**Excerpt provided**

--- START ---

How to Choose the Bankruptcy that Fits Your Needs

Chapter 7 bankruptcy help

In the year 2013, approximately two million people in the United States filed for bankruptcy due to unpaid medical bills alone. Of all the United States bankruptcies filed in 2013, 333,626 were Chapter 13 bankruptcies. Chapter 13 is not the only type of bankruptcy, of course. One of the more common types is Chapter 7 bankruptcy.
The main difference between Chapter 7 and 13 is what happens to the person filing for bankruptcy. When filing for a Chapter 7 bankruptcy, the debtor’s property is sold, and the proceeds given to the creditors. In a Chapter 13 bankruptcy, the debts are adjusted, so that the debtor can keep his property and pay back the creditors over an agreed-upon period of time. To file for either type of bankruptcy, a petition must be submitted to the bankruptcy court. For a Chapter 13 bankruptcy, this petition must be filed with the court that serves the area where the debtor has a residence. For a Chapter 7 bankruptcy, the petition may be filed with the court that serves the area where the individual debtor has a residence, or where the business debtor has a principle place of business.

--- END ---

**What the exercise asks**
Carry on the piece on choosing between Chapter 7 and Chapter 13 bankruptcy, starting after its last sentence. The records that come next are from a different source.

(Data items)
--- START ---

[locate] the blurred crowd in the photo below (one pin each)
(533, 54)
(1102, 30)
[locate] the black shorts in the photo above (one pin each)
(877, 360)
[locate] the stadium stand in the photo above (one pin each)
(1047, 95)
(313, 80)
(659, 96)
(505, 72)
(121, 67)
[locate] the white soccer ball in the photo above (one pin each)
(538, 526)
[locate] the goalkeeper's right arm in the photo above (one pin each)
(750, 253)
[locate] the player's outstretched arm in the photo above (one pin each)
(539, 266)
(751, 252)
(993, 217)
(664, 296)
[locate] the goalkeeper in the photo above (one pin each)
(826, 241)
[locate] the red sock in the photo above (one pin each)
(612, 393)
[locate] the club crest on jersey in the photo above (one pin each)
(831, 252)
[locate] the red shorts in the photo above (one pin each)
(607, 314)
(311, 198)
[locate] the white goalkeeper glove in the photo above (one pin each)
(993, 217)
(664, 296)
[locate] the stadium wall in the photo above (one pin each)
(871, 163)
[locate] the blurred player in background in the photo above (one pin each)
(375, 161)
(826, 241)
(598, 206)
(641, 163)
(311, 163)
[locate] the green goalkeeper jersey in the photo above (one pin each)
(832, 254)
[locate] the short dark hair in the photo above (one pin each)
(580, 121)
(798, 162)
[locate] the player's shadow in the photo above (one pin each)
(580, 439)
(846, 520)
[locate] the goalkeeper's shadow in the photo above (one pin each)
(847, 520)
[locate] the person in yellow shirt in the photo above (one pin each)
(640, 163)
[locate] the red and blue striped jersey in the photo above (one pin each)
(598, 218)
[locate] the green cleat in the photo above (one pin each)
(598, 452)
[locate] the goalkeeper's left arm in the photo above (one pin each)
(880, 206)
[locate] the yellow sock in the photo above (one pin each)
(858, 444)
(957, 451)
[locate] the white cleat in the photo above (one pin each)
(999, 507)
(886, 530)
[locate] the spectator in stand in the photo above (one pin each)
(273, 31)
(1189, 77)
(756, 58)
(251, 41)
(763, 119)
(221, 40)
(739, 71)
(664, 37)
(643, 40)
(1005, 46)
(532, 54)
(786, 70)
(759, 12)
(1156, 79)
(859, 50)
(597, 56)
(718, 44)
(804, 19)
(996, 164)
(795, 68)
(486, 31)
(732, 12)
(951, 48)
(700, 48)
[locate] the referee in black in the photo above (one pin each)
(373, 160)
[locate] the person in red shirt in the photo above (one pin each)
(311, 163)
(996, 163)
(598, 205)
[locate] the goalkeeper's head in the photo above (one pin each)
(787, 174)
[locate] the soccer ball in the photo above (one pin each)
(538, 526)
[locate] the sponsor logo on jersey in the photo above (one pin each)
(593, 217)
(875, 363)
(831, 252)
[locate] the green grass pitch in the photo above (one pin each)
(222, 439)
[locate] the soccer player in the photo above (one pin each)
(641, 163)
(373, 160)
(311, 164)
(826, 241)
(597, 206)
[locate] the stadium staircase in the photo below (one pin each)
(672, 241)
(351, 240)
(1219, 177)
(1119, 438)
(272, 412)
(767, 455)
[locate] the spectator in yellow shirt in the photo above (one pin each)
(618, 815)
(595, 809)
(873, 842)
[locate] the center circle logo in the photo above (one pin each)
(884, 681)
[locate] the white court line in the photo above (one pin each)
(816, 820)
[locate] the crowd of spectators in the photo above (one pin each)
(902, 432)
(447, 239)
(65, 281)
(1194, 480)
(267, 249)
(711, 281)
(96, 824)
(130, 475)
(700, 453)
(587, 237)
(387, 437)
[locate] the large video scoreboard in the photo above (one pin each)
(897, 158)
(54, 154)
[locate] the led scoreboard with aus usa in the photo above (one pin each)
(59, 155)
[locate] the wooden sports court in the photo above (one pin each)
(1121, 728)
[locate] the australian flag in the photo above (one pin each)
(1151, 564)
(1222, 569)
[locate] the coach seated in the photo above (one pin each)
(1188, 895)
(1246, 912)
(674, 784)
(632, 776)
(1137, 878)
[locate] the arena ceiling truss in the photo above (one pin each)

--- END ---

**Exercise output**
Chapter 7 bankruptcy exempt property (or, property that is not liquidated) depends on the laws where the debtor lives. To file a Chapter 7 bankruptcy currently costs $306, but a knowledgeable Chapter 7 bankruptcy attorney may be able to get your fee waived. In addition, an attorney can help with filing bankruptcy, so that any errors in the filing will be caught before the case goes to court, which can prevent the case from being thrown out. Usually, an attorney can end harassment by creditors, and help a person decide which type of bankruptcy (if any) is right for them.